-- Stated task --
Return the lines below exactly, starting with the line that contains "cobblestone pavement, place" and stopping after the last line.

-- Given data --
****

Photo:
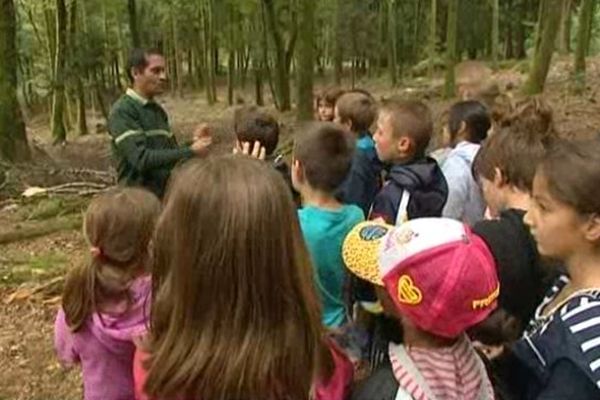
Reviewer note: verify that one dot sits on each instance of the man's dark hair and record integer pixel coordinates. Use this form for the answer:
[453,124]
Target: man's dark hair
[251,124]
[138,59]
[325,152]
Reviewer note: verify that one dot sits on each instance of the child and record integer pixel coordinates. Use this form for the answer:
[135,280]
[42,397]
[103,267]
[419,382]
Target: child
[104,301]
[357,111]
[468,126]
[436,279]
[559,353]
[234,310]
[251,126]
[322,158]
[326,104]
[505,166]
[416,186]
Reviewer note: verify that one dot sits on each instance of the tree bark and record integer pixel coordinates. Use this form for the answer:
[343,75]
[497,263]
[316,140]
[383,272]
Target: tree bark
[13,141]
[392,43]
[338,54]
[133,24]
[547,30]
[451,42]
[564,34]
[495,32]
[59,132]
[432,37]
[281,57]
[586,17]
[306,60]
[520,36]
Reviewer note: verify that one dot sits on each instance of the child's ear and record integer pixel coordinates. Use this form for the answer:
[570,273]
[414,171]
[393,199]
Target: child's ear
[592,231]
[404,145]
[498,177]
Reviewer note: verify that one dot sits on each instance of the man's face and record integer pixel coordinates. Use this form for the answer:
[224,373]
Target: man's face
[151,81]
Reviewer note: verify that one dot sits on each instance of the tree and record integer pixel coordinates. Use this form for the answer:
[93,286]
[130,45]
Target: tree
[495,31]
[13,141]
[432,37]
[133,27]
[452,27]
[548,23]
[283,55]
[59,132]
[586,17]
[306,42]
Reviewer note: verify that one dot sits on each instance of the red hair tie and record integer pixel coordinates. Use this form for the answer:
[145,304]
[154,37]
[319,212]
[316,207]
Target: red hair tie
[96,252]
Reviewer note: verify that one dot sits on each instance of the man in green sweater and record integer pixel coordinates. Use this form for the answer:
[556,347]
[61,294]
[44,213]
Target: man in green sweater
[142,141]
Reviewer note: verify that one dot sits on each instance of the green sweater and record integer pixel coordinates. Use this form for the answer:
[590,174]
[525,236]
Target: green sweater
[142,143]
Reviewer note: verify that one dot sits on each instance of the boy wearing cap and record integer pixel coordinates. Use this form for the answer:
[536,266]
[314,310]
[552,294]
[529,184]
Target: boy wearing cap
[321,160]
[437,279]
[416,186]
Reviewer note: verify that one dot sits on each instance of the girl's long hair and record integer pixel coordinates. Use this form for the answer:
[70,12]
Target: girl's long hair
[118,226]
[234,314]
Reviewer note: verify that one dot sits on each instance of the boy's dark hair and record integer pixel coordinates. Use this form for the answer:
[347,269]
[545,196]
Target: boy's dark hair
[251,124]
[330,96]
[572,171]
[515,153]
[138,59]
[410,118]
[325,151]
[476,118]
[531,114]
[358,108]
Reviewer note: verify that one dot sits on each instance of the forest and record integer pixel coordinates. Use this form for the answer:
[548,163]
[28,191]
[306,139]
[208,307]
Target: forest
[63,64]
[67,57]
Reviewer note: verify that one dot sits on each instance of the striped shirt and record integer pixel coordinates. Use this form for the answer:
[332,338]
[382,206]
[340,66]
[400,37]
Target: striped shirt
[578,319]
[454,372]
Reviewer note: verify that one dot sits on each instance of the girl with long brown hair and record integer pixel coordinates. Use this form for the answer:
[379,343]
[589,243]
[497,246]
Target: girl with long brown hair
[234,311]
[105,304]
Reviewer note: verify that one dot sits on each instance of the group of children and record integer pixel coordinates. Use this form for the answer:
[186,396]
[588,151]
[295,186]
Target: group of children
[371,271]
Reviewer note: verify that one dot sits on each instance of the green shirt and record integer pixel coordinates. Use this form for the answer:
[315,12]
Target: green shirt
[142,143]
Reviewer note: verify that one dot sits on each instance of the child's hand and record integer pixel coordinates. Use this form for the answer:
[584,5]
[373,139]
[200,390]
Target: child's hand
[259,152]
[202,131]
[200,145]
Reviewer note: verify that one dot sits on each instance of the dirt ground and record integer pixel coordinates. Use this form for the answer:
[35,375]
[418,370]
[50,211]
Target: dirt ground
[31,270]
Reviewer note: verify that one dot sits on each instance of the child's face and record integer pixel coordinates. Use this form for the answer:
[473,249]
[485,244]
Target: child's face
[493,195]
[557,228]
[325,111]
[386,145]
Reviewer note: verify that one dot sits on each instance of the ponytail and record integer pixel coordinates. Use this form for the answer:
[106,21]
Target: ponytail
[79,296]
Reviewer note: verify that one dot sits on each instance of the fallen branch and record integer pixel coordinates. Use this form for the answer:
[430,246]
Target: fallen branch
[41,229]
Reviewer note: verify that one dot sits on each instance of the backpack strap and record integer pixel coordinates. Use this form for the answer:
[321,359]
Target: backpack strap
[402,215]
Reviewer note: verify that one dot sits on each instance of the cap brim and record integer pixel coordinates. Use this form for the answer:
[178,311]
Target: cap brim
[361,248]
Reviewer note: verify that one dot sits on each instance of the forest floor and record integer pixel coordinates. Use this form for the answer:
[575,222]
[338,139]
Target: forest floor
[31,270]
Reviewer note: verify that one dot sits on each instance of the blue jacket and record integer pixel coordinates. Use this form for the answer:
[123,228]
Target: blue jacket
[423,180]
[364,179]
[559,355]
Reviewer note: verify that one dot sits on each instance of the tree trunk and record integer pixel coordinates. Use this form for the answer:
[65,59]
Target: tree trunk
[432,37]
[306,60]
[281,59]
[59,132]
[495,32]
[133,27]
[586,17]
[338,55]
[564,34]
[451,42]
[13,141]
[231,56]
[392,42]
[547,31]
[520,36]
[208,29]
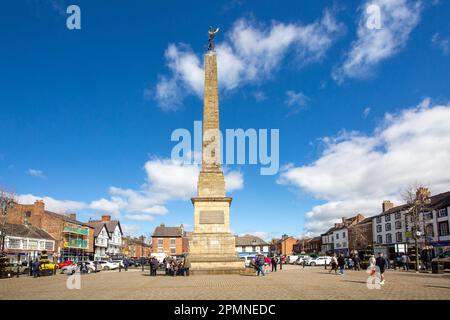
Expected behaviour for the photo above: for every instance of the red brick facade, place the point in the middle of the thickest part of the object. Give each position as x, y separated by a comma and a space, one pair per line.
64, 229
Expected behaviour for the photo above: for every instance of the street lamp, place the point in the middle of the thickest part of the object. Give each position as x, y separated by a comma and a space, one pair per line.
6, 203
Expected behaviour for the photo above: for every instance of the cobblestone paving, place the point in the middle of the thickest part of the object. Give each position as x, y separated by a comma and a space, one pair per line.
292, 282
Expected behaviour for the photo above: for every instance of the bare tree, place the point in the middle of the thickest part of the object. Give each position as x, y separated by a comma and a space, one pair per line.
417, 199
358, 236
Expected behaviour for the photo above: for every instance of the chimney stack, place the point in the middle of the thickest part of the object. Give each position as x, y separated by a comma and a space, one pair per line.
387, 205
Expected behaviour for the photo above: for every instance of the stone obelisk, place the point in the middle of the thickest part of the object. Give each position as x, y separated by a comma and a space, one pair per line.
212, 245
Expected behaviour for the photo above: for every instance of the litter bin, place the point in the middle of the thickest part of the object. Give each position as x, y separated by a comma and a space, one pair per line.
437, 268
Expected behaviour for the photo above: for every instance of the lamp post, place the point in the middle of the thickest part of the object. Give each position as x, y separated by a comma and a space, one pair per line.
6, 203
142, 253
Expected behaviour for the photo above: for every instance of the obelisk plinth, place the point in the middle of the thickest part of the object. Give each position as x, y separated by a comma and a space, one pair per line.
212, 245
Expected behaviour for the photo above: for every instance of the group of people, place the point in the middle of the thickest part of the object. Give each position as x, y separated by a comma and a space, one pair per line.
263, 264
341, 263
174, 267
376, 265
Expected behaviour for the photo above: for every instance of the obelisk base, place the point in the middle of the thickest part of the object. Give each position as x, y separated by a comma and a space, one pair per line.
214, 253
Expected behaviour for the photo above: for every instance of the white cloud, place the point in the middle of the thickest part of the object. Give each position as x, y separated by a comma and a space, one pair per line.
259, 96
250, 53
441, 43
166, 181
296, 100
51, 204
398, 19
356, 172
36, 173
260, 234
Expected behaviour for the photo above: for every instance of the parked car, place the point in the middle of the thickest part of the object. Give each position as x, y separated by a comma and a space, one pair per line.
247, 260
292, 259
443, 258
120, 262
301, 259
65, 263
108, 265
69, 269
319, 261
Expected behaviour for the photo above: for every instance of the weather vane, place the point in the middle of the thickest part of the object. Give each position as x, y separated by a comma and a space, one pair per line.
211, 34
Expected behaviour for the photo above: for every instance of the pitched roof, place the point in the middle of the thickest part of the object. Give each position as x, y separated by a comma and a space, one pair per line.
110, 225
66, 218
26, 231
98, 226
249, 240
440, 200
163, 231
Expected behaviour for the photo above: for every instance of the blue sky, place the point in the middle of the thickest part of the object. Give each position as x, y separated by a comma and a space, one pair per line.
86, 115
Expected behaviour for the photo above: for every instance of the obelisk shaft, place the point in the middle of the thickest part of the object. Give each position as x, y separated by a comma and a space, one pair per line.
211, 182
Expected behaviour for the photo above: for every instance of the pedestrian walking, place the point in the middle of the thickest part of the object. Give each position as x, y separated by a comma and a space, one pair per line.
333, 263
357, 263
35, 267
260, 264
267, 264
341, 264
186, 264
381, 264
274, 264
405, 262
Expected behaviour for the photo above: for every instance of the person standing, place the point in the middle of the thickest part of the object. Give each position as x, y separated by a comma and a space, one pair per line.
35, 267
186, 264
274, 264
357, 262
333, 263
381, 264
341, 264
405, 262
125, 264
260, 264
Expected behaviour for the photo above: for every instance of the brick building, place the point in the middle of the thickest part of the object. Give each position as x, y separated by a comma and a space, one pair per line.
308, 245
73, 239
109, 231
283, 246
136, 247
170, 240
25, 242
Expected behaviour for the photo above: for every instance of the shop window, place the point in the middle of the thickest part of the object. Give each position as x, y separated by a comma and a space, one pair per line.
388, 238
443, 229
442, 212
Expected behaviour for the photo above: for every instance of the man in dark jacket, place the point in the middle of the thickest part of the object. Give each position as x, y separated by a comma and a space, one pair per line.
357, 261
380, 262
35, 267
274, 264
341, 264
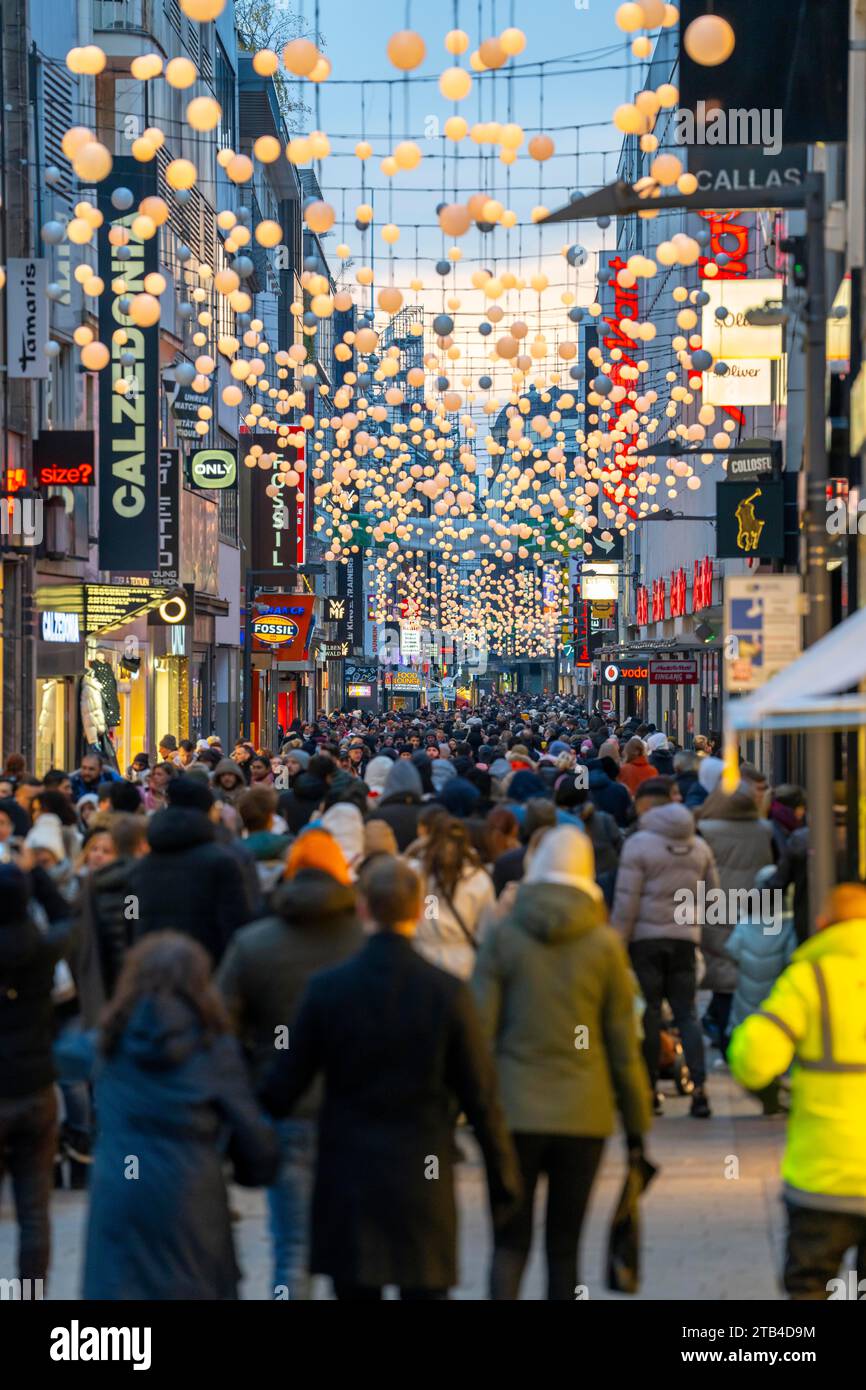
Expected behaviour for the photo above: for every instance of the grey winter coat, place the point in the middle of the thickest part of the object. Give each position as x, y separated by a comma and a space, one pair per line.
660, 859
542, 972
741, 844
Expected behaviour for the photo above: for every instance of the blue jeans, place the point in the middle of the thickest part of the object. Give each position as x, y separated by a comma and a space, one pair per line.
289, 1200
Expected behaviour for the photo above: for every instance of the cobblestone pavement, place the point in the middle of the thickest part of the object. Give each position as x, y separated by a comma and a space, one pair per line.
713, 1223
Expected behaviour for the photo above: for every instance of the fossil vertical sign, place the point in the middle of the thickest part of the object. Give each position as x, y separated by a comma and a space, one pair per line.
128, 426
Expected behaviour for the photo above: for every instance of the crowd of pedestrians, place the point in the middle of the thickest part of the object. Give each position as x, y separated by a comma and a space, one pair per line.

****

-- The output --
Expected behaviour for the photo above: for every instance of the cobblestone pavement, place the point in the middle of the thickest part of the object. Give each position as x, y separated by a comma and a space, one pair per line.
713, 1223
Expected behaviour for the photo above: for every instance of the fossil vertical sign, place the point in the middle of the thickest part of the object. Give each position as x, y separated by a comma and a space, one pair per line.
128, 426
Expected behaviour for the photo above: for every instance of the crowd of pedestrians, place the point in the middle of the thickest part of the object. Give each position as x, y separated by a comma and a space, one pair per line.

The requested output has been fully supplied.